- SET PROBLEM: Please retype all of the rows below character for character, and leave the pictures out of your answer.
* begin *
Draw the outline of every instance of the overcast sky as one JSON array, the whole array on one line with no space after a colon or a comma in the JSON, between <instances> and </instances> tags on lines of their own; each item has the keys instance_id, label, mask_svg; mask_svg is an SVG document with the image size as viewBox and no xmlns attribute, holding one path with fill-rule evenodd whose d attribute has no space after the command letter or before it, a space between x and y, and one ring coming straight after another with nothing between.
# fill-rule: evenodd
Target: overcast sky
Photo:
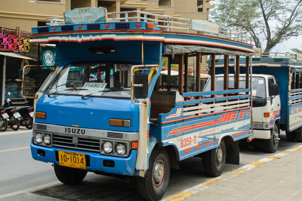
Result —
<instances>
[{"instance_id":1,"label":"overcast sky","mask_svg":"<svg viewBox=\"0 0 302 201\"><path fill-rule=\"evenodd\" d=\"M216 4L220 0L216 0L215 1L210 1L210 3L211 5L213 4ZM209 17L210 18L210 16L209 16ZM210 18L209 19L211 20ZM271 26L272 25L271 24ZM291 53L293 52L291 50L291 49L292 48L295 48L302 49L301 45L302 45L302 36L297 37L293 37L282 43L277 44L272 49L271 52L279 53L285 53L288 52ZM264 43L262 46L262 49L264 49L265 47L265 43Z\"/></svg>"}]
</instances>

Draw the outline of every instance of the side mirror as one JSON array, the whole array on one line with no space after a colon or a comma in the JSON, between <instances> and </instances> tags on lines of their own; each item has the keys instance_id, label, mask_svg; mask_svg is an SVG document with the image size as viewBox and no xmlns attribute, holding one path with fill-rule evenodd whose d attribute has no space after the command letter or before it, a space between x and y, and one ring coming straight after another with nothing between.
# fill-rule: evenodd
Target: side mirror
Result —
<instances>
[{"instance_id":1,"label":"side mirror","mask_svg":"<svg viewBox=\"0 0 302 201\"><path fill-rule=\"evenodd\" d=\"M146 73L138 72L134 76L133 84L143 85L141 87L134 86L134 97L137 98L144 99L148 97L148 74Z\"/></svg>"},{"instance_id":2,"label":"side mirror","mask_svg":"<svg viewBox=\"0 0 302 201\"><path fill-rule=\"evenodd\" d=\"M271 84L271 95L278 96L279 94L279 85L278 84Z\"/></svg>"}]
</instances>

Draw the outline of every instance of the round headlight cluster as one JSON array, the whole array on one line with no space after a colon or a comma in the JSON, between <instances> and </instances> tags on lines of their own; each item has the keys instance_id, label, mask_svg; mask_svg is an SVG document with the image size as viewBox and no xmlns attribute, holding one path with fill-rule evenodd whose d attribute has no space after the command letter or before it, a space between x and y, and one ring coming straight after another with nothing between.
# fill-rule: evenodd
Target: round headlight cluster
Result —
<instances>
[{"instance_id":1,"label":"round headlight cluster","mask_svg":"<svg viewBox=\"0 0 302 201\"><path fill-rule=\"evenodd\" d=\"M124 155L126 153L126 146L122 143L120 143L116 146L116 152L119 155Z\"/></svg>"},{"instance_id":2,"label":"round headlight cluster","mask_svg":"<svg viewBox=\"0 0 302 201\"><path fill-rule=\"evenodd\" d=\"M105 142L103 144L103 149L104 152L109 154L112 151L113 146L112 143L110 142Z\"/></svg>"},{"instance_id":3,"label":"round headlight cluster","mask_svg":"<svg viewBox=\"0 0 302 201\"><path fill-rule=\"evenodd\" d=\"M37 143L41 143L42 142L42 134L41 133L37 133L36 134L35 139Z\"/></svg>"},{"instance_id":4,"label":"round headlight cluster","mask_svg":"<svg viewBox=\"0 0 302 201\"><path fill-rule=\"evenodd\" d=\"M43 141L45 144L48 145L50 143L51 138L50 136L48 134L46 134L43 137Z\"/></svg>"}]
</instances>

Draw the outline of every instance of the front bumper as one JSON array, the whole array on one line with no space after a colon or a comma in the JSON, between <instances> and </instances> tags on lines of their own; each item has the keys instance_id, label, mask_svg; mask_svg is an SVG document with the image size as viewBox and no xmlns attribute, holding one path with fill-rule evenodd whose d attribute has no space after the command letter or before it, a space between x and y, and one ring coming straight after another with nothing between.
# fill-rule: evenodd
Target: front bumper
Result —
<instances>
[{"instance_id":1,"label":"front bumper","mask_svg":"<svg viewBox=\"0 0 302 201\"><path fill-rule=\"evenodd\" d=\"M136 160L137 150L131 151L129 157L127 158L117 157L101 155L99 153L78 151L69 149L57 147L47 147L37 146L32 143L33 139L31 143L31 155L35 160L46 163L50 162L59 164L59 161L56 159L56 152L59 150L75 153L80 153L88 156L89 162L87 163L89 166L87 166L87 170L89 171L101 171L106 173L118 174L122 175L133 176L134 175ZM45 156L41 156L38 154L41 151L44 151ZM109 160L114 161L114 167L105 167L103 164L104 160Z\"/></svg>"},{"instance_id":2,"label":"front bumper","mask_svg":"<svg viewBox=\"0 0 302 201\"><path fill-rule=\"evenodd\" d=\"M271 138L271 131L269 130L253 130L253 138L269 139Z\"/></svg>"}]
</instances>

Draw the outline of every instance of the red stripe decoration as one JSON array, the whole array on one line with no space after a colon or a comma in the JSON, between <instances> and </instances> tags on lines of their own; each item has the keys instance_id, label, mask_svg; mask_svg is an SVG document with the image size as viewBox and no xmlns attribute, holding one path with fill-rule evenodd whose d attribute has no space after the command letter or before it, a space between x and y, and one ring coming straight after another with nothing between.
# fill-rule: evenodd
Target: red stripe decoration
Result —
<instances>
[{"instance_id":1,"label":"red stripe decoration","mask_svg":"<svg viewBox=\"0 0 302 201\"><path fill-rule=\"evenodd\" d=\"M237 115L237 113L238 111L236 111L229 113L225 113L222 114L221 118L219 119L211 120L205 122L184 126L182 128L183 132L185 132L193 129L205 127L214 124L217 124L221 123L223 123L235 120L236 119L236 116ZM168 136L174 135L176 134L178 131L178 129L177 128L174 129L172 130L171 132L169 133Z\"/></svg>"}]
</instances>

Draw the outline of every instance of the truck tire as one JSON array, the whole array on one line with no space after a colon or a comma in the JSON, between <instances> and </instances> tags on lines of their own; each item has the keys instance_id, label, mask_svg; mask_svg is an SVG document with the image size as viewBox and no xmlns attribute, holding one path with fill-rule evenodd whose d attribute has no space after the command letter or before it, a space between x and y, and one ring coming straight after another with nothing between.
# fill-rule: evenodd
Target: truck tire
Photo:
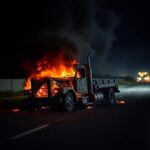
* end *
- WORKED SOLUTION:
Draw the outline of every instance of the overcast sky as one JSON array, the whole array on one line with no space after a colon or a comma in the JSON, between <instances> and </instances> tags on lines of their own; each item has the keys instance_id, label, mask_svg; mask_svg is an SVG document with the image size as viewBox and no xmlns attribute, holding one path with fill-rule evenodd whose d attribute has no space after the command letter or before it, a space between x and y, and one ring coming straight after another with nothing between.
# fill-rule: evenodd
Target: overcast sky
Photo:
Result —
<instances>
[{"instance_id":1,"label":"overcast sky","mask_svg":"<svg viewBox=\"0 0 302 201\"><path fill-rule=\"evenodd\" d=\"M216 4L220 0L216 0L215 1L210 1L210 3L211 5L213 4ZM209 17L210 18L210 16L209 16ZM210 18L209 19L211 20ZM271 26L272 25L271 24ZM291 53L293 52L291 50L291 49L292 48L295 48L302 49L301 45L302 45L302 36L297 37L293 37L282 43L277 44L272 49L271 52L279 53L285 53L288 52ZM264 43L262 46L262 49L264 49L265 47L265 43Z\"/></svg>"}]
</instances>

Draw the outline of every instance of the side mirror as one JSON array, the whole array on one line with no space after a colon or a comma in the JSON, between <instances> and </instances> tags on lines of their own; each item has the keys instance_id, label, mask_svg; mask_svg is an SVG document with the image size as viewBox and no xmlns attribute, holding one path with fill-rule evenodd whose d attribute has no space after the command letter or before it, a space between x and y, and one ring coming straight after another with nothing between.
# fill-rule: evenodd
Target: side mirror
Result —
<instances>
[{"instance_id":1,"label":"side mirror","mask_svg":"<svg viewBox=\"0 0 302 201\"><path fill-rule=\"evenodd\" d=\"M146 73L138 72L134 76L133 84L143 85L141 87L134 86L134 97L137 98L144 99L148 97L148 74Z\"/></svg>"},{"instance_id":2,"label":"side mirror","mask_svg":"<svg viewBox=\"0 0 302 201\"><path fill-rule=\"evenodd\" d=\"M271 84L271 95L278 96L279 94L279 85L278 84Z\"/></svg>"}]
</instances>

Draw the outline of every instance of the round headlight cluster as one JSON array, the whole array on one line with no space after a colon or a comma in the JSON, between <instances> and </instances> tags on lines of their own; each item has the keys instance_id, label, mask_svg; mask_svg is an SVG document with the image size as viewBox and no xmlns attribute, holding one path with fill-rule evenodd whose d attribute has no space after the command letter or before it, a space between x and y, and one ring coming straight after another with nothing between.
# fill-rule: evenodd
Target: round headlight cluster
Result —
<instances>
[{"instance_id":1,"label":"round headlight cluster","mask_svg":"<svg viewBox=\"0 0 302 201\"><path fill-rule=\"evenodd\" d=\"M124 155L126 153L126 146L122 143L120 143L116 146L116 152L119 155Z\"/></svg>"},{"instance_id":2,"label":"round headlight cluster","mask_svg":"<svg viewBox=\"0 0 302 201\"><path fill-rule=\"evenodd\" d=\"M105 142L103 144L103 149L104 152L109 154L112 151L113 146L112 143L110 142Z\"/></svg>"},{"instance_id":3,"label":"round headlight cluster","mask_svg":"<svg viewBox=\"0 0 302 201\"><path fill-rule=\"evenodd\" d=\"M37 143L41 143L42 142L42 134L41 133L37 133L36 134L35 139Z\"/></svg>"},{"instance_id":4,"label":"round headlight cluster","mask_svg":"<svg viewBox=\"0 0 302 201\"><path fill-rule=\"evenodd\" d=\"M43 141L45 144L48 145L50 143L51 138L50 136L48 134L46 134L43 137Z\"/></svg>"}]
</instances>

Draw the outline of every instance of the front bumper as one JSON array, the whole array on one line with no space after a colon or a comma in the JSON, between <instances> and </instances> tags on lines of their own; each item has the keys instance_id, label, mask_svg; mask_svg is an SVG document with the image size as viewBox and no xmlns attribute, holding one path with fill-rule evenodd whose d attribute has no space after the command letter or before it, a space between x and y, and one ring coming straight after another with nothing between.
# fill-rule: evenodd
Target: front bumper
Result —
<instances>
[{"instance_id":1,"label":"front bumper","mask_svg":"<svg viewBox=\"0 0 302 201\"><path fill-rule=\"evenodd\" d=\"M136 160L137 150L131 151L129 157L127 158L117 157L101 155L99 153L78 151L69 149L57 147L47 147L37 146L32 143L33 139L31 143L31 155L35 160L46 163L50 162L59 164L59 161L56 159L56 152L59 150L75 153L80 153L88 156L89 162L87 163L89 166L87 166L87 170L89 171L101 171L106 173L118 174L122 175L133 176L134 175ZM45 156L41 156L38 154L41 151L44 151ZM109 160L114 161L114 167L105 167L103 164L104 160Z\"/></svg>"},{"instance_id":2,"label":"front bumper","mask_svg":"<svg viewBox=\"0 0 302 201\"><path fill-rule=\"evenodd\" d=\"M271 138L271 131L269 130L253 130L253 138L269 139Z\"/></svg>"}]
</instances>

Draw the outline of every instance of the red stripe decoration as one JSON array, the whole array on one line with no space after a colon or a comma in the JSON, between <instances> and </instances> tags on lines of their own; each item has the keys instance_id, label, mask_svg; mask_svg is an SVG document with the image size as viewBox and no xmlns attribute, holding one path with fill-rule evenodd whose d attribute has no space after the command letter or before it, a space between x and y, and one ring coming straight after another with nothing between.
# fill-rule: evenodd
Target: red stripe decoration
Result —
<instances>
[{"instance_id":1,"label":"red stripe decoration","mask_svg":"<svg viewBox=\"0 0 302 201\"><path fill-rule=\"evenodd\" d=\"M237 115L237 113L238 111L236 111L229 113L225 113L222 114L221 118L219 119L211 120L205 122L184 126L182 128L183 132L185 132L193 129L205 127L214 124L217 124L221 123L223 123L235 120L236 119L236 116ZM168 136L174 135L176 134L178 131L178 129L177 128L174 129L172 130L171 132L169 133Z\"/></svg>"}]
</instances>

Draw the outline of every instance of the truck tire as one JSON array, the whole array on one line with no space after a colon or a comma in the JSON, between <instances> and </instances> tags on lines of their own; each item has the keys instance_id, label, mask_svg; mask_svg is an SVG document with the image size as viewBox and no xmlns attribute, holding one path with fill-rule evenodd whose d attribute has no space after the command letter or before it, a space between x and y, and one ring coming straight after another with nothing between.
# fill-rule: evenodd
Target: truck tire
Photo:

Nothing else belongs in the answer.